>> BEGIN Material to process

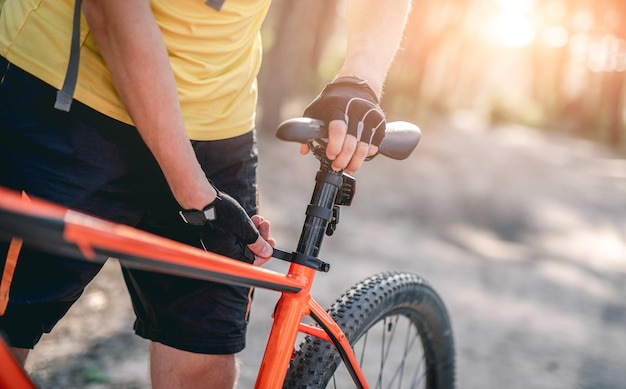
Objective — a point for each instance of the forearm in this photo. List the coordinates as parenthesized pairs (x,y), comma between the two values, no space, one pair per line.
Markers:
(135,54)
(374,33)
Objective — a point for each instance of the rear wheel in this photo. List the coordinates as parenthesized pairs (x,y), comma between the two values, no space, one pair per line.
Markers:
(400,333)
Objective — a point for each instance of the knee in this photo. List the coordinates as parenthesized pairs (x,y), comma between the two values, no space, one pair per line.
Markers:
(171,368)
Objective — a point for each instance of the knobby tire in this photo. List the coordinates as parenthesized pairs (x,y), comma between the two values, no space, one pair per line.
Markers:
(395,319)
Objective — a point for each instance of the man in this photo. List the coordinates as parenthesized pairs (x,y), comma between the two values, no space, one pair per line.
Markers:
(154,74)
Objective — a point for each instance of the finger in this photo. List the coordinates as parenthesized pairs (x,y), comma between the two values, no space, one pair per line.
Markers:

>> END Material to process

**Your objective:**
Reproduce every line of the records above word for word, leaving out the pictures.

**Full response:**
Objective — a point for each instance of the forearm in this photo. List the coordinates as parenthesized pairs (x,y), comma between the two values, no space, one pair per line.
Markers:
(135,54)
(374,33)
Objective — a point for each instance of the rear wheel in this photo. List the coordinates as parenthesized pairs (x,y), comma between the two values, no space, one pair per line.
Markers:
(400,333)
Objective — a point for each instance of the knee in this photo. List the coordinates as parenthesized pairs (x,y), comma between the two values, no space, one pair per line.
Markers:
(171,368)
Objective — a point for each instance of the knobby tire in this photo. List the coordinates as parenthesized pairs (x,y), comma between the two values, no space, one pair per line.
Markers:
(395,319)
Objective — a point for each instance of the man in this photo. List the coordinates as parenthesized pairs (x,y), comma between the two values, no space, one pair per line.
Markers:
(154,74)
Objective — a point for each instance of the finger in this photo. List the coordinates as parenthesized pairs (x,y), comma between the two values, no space, one pair per line.
Markers:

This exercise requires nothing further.